The task
Copy out word for word every line from the one containing "Every instance of the elephant ear" down to the one containing "pixel 520 303", including both of those.

--- Records for the exercise ---

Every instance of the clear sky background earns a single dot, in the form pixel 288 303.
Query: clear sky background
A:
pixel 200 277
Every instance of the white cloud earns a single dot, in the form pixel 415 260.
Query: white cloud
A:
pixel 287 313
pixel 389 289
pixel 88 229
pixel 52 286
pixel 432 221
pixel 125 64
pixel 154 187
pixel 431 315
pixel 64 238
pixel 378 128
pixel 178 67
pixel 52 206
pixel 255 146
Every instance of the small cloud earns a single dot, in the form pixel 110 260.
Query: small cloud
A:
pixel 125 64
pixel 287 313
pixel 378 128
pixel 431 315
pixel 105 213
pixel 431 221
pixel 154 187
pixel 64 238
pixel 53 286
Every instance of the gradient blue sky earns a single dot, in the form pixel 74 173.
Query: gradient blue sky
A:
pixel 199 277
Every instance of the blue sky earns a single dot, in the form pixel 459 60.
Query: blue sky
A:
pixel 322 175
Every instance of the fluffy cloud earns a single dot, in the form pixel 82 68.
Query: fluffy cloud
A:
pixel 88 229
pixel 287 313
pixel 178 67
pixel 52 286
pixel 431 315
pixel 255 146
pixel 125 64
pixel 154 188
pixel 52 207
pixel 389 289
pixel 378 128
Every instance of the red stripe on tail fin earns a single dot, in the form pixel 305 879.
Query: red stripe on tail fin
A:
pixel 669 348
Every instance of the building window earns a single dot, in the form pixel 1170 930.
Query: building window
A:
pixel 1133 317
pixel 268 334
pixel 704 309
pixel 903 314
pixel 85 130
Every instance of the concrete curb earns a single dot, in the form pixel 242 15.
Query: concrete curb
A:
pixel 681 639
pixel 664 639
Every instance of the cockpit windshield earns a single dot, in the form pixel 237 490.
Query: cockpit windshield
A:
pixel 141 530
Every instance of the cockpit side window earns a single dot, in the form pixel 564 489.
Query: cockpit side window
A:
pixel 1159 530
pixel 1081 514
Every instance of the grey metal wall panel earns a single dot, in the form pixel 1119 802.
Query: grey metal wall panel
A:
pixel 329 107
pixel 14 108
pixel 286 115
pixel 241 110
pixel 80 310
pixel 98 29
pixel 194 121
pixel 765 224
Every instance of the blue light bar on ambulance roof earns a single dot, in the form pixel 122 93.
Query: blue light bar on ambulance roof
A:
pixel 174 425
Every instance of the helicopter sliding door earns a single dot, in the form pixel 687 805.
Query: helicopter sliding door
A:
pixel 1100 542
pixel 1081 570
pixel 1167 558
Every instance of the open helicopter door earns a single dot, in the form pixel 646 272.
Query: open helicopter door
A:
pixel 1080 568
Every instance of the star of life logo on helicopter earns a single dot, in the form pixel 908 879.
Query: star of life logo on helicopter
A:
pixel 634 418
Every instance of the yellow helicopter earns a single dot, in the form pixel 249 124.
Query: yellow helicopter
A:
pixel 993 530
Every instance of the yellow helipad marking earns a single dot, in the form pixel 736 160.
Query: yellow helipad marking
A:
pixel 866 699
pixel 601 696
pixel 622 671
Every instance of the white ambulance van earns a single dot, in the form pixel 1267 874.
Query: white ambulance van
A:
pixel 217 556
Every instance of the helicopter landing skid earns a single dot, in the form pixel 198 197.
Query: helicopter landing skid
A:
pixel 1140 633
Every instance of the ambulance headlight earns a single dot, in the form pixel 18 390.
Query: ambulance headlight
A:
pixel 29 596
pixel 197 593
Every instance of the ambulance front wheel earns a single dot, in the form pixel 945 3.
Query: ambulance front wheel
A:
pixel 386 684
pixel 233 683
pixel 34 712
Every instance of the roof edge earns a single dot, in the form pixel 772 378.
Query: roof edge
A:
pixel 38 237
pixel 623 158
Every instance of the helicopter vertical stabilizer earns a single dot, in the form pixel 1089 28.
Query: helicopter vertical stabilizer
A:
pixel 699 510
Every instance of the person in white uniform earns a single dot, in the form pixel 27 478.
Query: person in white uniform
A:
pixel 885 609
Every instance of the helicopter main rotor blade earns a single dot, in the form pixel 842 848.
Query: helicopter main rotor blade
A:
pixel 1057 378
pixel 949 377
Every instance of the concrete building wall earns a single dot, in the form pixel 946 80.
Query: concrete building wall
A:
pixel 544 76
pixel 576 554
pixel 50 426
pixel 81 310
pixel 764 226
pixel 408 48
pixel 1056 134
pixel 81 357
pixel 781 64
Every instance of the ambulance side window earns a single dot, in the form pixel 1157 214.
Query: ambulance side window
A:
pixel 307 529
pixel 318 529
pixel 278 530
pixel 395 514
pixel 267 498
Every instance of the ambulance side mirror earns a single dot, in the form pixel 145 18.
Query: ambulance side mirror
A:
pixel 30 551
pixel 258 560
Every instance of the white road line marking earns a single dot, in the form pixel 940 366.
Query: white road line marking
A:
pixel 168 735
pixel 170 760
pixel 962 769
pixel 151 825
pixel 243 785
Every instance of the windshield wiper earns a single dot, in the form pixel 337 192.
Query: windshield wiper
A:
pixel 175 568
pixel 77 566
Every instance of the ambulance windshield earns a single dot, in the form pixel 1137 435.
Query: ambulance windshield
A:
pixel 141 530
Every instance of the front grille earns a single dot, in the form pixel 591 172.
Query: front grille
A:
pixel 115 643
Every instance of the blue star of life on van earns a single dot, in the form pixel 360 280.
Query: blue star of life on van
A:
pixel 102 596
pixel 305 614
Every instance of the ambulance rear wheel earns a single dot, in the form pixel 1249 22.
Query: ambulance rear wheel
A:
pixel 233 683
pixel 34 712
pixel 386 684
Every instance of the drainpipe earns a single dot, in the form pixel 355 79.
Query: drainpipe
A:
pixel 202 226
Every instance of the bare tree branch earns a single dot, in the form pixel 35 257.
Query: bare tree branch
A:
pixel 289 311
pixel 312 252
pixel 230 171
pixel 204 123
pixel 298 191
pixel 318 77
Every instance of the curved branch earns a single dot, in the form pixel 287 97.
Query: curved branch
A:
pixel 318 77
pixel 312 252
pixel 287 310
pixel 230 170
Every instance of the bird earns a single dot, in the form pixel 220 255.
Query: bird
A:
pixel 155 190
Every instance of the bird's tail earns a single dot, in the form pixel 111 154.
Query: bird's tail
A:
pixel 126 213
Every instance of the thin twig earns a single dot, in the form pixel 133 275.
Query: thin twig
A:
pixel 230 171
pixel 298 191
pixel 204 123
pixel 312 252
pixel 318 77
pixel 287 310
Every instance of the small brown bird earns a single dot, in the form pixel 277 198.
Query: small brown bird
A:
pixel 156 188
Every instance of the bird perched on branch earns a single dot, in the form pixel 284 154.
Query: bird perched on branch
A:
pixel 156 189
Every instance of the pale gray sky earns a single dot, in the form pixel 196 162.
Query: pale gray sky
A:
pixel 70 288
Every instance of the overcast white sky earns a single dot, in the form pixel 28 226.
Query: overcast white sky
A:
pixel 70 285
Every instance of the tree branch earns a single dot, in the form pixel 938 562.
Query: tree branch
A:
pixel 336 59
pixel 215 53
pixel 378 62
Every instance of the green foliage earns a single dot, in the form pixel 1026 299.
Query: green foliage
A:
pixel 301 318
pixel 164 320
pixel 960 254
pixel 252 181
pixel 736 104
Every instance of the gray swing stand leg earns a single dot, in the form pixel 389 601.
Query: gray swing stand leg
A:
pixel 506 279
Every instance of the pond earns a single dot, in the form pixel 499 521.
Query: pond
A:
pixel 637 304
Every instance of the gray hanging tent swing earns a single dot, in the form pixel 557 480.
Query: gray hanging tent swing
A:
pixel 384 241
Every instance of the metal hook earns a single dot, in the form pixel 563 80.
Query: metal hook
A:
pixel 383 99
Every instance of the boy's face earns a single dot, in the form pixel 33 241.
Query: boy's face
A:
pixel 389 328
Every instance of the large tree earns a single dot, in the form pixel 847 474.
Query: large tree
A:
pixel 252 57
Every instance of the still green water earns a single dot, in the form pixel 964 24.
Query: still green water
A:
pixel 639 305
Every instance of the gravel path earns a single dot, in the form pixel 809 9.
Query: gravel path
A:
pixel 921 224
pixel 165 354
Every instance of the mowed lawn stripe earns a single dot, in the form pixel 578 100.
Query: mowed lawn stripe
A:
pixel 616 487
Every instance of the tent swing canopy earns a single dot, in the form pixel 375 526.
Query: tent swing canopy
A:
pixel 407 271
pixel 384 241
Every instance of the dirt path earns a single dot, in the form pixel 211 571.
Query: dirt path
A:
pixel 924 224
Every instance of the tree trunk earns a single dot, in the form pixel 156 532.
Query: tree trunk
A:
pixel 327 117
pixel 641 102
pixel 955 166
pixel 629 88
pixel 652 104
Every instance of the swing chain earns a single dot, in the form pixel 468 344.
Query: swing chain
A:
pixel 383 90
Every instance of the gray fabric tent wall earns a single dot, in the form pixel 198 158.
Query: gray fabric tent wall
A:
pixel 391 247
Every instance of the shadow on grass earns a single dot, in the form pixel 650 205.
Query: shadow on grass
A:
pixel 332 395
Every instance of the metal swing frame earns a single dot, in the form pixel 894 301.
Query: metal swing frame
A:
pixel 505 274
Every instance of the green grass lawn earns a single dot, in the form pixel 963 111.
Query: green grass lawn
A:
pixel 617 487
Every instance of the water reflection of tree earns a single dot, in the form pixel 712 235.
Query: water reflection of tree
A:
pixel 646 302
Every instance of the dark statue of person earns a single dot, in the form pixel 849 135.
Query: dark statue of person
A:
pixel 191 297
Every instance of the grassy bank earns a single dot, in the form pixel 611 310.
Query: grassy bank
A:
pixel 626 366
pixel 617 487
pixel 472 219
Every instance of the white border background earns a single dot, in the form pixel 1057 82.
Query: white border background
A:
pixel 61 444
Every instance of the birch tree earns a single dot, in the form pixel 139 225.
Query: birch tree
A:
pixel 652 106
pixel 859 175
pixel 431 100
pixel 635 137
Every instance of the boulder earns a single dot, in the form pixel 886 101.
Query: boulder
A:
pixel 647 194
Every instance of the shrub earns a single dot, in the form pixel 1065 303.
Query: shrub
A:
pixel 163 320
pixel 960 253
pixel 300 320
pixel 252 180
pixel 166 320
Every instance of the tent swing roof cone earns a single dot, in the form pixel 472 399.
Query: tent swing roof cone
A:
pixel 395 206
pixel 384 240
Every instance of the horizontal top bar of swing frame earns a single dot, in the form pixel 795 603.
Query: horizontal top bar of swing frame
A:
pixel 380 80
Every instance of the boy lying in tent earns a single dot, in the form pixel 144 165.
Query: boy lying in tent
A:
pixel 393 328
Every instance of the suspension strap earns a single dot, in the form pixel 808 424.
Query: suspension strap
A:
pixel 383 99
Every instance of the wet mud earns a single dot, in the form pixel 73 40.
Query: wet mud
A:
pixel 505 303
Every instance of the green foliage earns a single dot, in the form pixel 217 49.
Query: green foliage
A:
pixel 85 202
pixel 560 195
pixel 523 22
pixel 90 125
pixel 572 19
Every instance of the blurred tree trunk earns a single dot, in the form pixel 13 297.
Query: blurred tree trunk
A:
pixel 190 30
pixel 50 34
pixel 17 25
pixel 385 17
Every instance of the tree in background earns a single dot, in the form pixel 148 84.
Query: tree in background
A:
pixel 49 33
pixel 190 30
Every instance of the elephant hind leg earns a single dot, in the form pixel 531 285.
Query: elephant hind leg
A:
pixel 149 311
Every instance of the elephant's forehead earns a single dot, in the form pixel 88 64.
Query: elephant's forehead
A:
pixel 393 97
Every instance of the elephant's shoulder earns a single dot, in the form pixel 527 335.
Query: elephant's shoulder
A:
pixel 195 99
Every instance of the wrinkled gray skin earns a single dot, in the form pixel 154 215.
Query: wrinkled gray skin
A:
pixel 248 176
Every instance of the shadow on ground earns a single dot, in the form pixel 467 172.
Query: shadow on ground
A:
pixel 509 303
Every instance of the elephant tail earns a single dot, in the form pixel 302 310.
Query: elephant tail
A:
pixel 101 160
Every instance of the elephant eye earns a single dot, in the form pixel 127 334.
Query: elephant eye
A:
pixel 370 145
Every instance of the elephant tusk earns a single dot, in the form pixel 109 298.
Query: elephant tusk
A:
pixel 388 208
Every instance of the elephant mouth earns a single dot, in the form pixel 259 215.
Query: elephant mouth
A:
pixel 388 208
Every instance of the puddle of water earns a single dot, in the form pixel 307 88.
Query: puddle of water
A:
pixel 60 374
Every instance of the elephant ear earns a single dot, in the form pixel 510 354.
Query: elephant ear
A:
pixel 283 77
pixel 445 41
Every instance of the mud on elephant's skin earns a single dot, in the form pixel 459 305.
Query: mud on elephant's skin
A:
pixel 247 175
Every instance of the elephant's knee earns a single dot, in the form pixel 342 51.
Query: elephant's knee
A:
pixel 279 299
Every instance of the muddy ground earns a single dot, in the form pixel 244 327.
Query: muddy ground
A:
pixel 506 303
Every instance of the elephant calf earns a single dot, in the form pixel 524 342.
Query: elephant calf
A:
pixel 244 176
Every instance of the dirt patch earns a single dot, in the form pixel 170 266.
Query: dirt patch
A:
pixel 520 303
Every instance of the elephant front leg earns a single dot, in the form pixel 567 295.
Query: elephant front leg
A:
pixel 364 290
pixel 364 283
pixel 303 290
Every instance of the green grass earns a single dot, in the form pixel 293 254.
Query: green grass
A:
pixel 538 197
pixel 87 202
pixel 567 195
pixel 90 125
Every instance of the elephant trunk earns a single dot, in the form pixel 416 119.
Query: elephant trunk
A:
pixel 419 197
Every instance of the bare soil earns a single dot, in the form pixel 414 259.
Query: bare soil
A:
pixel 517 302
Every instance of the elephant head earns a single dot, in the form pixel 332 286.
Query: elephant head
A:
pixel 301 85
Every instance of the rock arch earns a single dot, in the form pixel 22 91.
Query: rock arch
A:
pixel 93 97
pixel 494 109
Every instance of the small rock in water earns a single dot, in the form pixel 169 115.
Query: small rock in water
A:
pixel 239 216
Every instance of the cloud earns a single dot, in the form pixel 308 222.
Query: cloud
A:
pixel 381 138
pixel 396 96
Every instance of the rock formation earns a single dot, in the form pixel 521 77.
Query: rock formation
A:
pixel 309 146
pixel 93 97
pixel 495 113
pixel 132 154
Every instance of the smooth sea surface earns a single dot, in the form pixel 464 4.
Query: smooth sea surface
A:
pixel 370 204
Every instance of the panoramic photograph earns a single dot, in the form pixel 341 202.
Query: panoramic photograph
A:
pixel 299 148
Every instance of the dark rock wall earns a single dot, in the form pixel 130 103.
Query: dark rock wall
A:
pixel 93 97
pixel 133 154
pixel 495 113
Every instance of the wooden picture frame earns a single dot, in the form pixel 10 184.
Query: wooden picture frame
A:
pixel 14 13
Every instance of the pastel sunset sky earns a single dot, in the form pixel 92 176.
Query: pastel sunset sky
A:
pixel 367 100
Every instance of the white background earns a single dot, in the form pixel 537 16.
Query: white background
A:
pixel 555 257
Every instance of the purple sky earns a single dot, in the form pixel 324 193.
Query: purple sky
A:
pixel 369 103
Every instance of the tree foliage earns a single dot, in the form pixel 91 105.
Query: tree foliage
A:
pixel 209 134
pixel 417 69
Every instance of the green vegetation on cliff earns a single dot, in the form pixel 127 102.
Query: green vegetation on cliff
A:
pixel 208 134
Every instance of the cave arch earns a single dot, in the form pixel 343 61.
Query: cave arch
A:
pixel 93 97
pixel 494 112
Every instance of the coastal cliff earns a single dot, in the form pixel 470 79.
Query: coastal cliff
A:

---

Finished answer
Every instance of the elephant ear earns a single dot, in the form pixel 510 354.
Query: elephant ear
A:
pixel 283 77
pixel 445 41
Every instance of the mud on elephant's skin earns a single dot, in the form pixel 459 305.
Query: mud on elephant's skin
A:
pixel 247 175
Every instance of the elephant's knee earns a single dot, in the form pixel 342 51.
Query: elephant's knee
A:
pixel 279 299
Every instance of the muddy ground earns a single dot, in the form pixel 244 327.
Query: muddy ground
A:
pixel 506 303
Every instance of the elephant calf earns a single dot, in the form pixel 524 342.
Query: elephant calf
A:
pixel 244 176
Every instance of the dirt patch earns a single dot, in the form pixel 170 266.
Query: dirt patch
A:
pixel 520 303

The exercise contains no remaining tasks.